__RECORDS TO USE__.
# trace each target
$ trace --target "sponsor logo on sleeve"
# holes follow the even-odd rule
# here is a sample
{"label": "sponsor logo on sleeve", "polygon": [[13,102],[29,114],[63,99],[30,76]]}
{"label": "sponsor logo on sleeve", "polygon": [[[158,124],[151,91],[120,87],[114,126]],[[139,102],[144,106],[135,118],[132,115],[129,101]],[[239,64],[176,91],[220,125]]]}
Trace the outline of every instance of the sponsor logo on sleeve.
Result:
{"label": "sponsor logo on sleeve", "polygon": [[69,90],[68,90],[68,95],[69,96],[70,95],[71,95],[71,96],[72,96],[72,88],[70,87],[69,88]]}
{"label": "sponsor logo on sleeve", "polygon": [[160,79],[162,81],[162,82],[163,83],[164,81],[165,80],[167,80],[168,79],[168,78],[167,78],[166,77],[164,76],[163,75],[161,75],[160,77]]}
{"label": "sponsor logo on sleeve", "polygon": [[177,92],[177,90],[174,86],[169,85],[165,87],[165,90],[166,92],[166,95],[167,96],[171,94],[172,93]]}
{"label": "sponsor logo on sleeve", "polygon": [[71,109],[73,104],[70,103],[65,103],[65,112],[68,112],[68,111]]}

__YOUR OBJECTIVE__. Your task is to repeat every entry exactly.

__ANSWER FOR THIS EXERCISE__.
# trace each target
$ trace --target "sponsor logo on sleeve"
# holes follow the even-odd rule
# here is a sample
{"label": "sponsor logo on sleeve", "polygon": [[13,102],[29,114],[63,99],[30,76]]}
{"label": "sponsor logo on sleeve", "polygon": [[[158,124],[151,91],[120,87],[114,126]],[[139,102],[144,106],[135,118],[132,115],[129,101]],[[239,64],[176,91],[220,125]]]}
Trace the outline of every instance of the sponsor logo on sleeve.
Result:
{"label": "sponsor logo on sleeve", "polygon": [[69,90],[68,90],[68,95],[69,96],[70,95],[71,95],[71,96],[72,96],[72,88],[70,87],[69,88]]}
{"label": "sponsor logo on sleeve", "polygon": [[160,79],[162,81],[162,82],[163,83],[164,81],[165,80],[167,80],[168,79],[168,78],[167,78],[166,77],[164,76],[163,75],[161,75],[160,77]]}
{"label": "sponsor logo on sleeve", "polygon": [[177,92],[177,90],[174,86],[169,85],[165,87],[165,90],[166,92],[166,95],[167,96],[171,94],[172,93]]}
{"label": "sponsor logo on sleeve", "polygon": [[71,109],[73,104],[70,103],[65,103],[65,112],[68,112],[68,111]]}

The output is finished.